- TASK DESCRIPTION:
Please answer these questions about the article below on property investment and regulation, one answer a line, numbered to match:
1. For how many years has the writer been a chartered surveyor?
2. What kind of organization is the New City Initiative?
3. Which act does the article name among the rules that already touch commercial real estate trading?
-- Begin EXTRACT PROVIDED --
This year marks my 30th anniversary as a chartered surveyor and a participant in the property investment market.
Those of you with similar career spans are aware of the many changes that have taken place since 1985. However, these are largely about players and products and not process. Changing property ownership is still largely a private treaty process intermediated by investment agents.
In contrast, the other financial markets have changed all three. Technology has been the most significant catalyst for a changed process and helped facilitate a plethora of new financial products. One could argue that we would have been a lot better off without some of this so-called financial sophistication. Its link with the financial crisis is clear. It has also led to other very undesirable outcomes of short-termism, greed and a breakdown in trust.
It is not surprising that regulators have responded by imposing new rules on the financial services sector. Those of us in real estate fund management have been caught in the crossfire of rules directed at others. The irony is this has been imposed on the part of the market that was already regulated and, by most measures, scandal free. However, we have to live with it if we want to be treated as a credible asset class.
The problem is that regulation is now a major cost to business and a barrier to entry. A recent survey by the New City Initiative (NCI), a think tank comprising independent owner-managed fund managers, found nearly half its members reported 15%-20% of management time was spent on regulation. The NCI argues regulators should be concerned about stifling innovation and reducing investor choice by making it too difficult for smaller firms to operate.
The process of trading commercial real estate by private treaty is one of the few financial markets that is unregulated. Clearly, there are money-laundering regulations, the Bribery Act and codes of practice supported by professional bodies, but we are miles away from the standards that govern other markets.
-- End EXTRACT PROVIDED --
-- Begin SUPPLIED MATERIAL --
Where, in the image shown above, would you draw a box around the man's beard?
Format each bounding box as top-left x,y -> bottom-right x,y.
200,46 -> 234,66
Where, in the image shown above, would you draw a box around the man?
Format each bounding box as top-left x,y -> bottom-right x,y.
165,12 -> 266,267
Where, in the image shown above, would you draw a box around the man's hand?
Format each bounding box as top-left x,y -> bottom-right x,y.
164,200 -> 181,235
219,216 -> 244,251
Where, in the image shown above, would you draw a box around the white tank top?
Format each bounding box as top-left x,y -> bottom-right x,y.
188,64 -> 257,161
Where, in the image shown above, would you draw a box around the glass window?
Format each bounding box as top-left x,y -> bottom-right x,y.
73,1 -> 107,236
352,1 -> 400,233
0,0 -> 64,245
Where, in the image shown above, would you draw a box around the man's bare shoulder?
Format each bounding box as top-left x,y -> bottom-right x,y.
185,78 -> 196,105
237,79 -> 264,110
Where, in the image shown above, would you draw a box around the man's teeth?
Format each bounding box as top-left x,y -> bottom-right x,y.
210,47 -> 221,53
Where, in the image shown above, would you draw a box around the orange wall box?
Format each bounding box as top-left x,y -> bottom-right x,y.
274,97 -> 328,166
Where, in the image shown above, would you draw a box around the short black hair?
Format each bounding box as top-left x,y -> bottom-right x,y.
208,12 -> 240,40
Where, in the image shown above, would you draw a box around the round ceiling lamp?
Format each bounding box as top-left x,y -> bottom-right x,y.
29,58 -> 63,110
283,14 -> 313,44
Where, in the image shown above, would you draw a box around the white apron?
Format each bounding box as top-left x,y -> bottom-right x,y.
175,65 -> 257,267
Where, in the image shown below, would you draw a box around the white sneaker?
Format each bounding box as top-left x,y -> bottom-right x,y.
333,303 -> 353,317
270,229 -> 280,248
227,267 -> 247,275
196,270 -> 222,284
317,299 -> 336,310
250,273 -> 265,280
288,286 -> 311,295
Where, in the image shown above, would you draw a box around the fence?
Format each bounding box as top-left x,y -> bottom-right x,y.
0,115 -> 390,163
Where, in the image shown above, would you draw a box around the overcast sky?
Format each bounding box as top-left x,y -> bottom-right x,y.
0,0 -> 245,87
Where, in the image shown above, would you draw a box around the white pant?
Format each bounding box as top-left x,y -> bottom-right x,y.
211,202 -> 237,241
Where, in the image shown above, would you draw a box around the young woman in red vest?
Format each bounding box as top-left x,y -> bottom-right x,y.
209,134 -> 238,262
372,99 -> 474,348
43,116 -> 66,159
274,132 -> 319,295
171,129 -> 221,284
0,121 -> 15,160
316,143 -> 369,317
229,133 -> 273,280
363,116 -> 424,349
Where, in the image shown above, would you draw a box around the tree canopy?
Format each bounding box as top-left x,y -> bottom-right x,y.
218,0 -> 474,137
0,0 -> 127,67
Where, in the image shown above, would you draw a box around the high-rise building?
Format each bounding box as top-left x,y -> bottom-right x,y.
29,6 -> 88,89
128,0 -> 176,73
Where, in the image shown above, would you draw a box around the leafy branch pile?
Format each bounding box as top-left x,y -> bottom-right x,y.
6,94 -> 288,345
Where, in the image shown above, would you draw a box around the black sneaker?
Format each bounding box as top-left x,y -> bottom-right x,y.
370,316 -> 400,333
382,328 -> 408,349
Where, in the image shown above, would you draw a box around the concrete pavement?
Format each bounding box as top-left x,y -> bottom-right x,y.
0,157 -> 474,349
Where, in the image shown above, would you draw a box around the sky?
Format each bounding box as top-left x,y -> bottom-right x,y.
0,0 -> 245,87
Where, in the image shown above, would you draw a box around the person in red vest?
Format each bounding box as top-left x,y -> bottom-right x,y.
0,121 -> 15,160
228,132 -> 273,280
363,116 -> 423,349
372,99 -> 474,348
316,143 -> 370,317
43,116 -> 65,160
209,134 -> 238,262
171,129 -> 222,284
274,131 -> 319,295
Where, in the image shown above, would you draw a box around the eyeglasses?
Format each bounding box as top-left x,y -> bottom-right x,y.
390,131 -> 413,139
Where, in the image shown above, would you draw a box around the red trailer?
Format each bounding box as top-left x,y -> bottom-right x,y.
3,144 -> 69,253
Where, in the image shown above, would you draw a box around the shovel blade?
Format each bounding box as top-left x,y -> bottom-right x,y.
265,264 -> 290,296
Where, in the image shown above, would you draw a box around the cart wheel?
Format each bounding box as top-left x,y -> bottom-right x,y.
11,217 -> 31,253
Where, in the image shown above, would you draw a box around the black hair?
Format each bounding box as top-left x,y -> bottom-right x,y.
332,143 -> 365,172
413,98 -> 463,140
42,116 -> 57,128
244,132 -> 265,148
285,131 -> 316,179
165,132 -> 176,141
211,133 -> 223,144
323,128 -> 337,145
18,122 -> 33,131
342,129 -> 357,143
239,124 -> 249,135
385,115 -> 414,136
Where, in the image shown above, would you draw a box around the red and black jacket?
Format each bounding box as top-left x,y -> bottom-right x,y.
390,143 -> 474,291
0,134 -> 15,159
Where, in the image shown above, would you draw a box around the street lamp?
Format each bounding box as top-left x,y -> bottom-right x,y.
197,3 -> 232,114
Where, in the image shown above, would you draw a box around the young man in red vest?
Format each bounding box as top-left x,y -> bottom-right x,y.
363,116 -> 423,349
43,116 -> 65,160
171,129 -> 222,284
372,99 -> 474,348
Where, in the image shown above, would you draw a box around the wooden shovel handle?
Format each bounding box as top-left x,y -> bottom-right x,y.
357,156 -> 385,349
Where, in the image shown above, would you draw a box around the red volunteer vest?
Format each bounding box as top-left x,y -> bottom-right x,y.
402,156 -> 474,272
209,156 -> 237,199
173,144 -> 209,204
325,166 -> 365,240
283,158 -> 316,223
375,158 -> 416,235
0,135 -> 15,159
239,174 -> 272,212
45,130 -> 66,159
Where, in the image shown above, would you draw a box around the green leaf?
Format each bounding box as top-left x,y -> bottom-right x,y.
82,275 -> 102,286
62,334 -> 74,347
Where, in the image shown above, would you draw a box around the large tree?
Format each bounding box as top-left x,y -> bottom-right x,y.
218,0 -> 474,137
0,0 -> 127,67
-- End SUPPLIED MATERIAL --
- CORRECT RESULT:
1. 30 years.
2. A think tank made up of independent owner-managed fund managers.
3. The Bribery Act.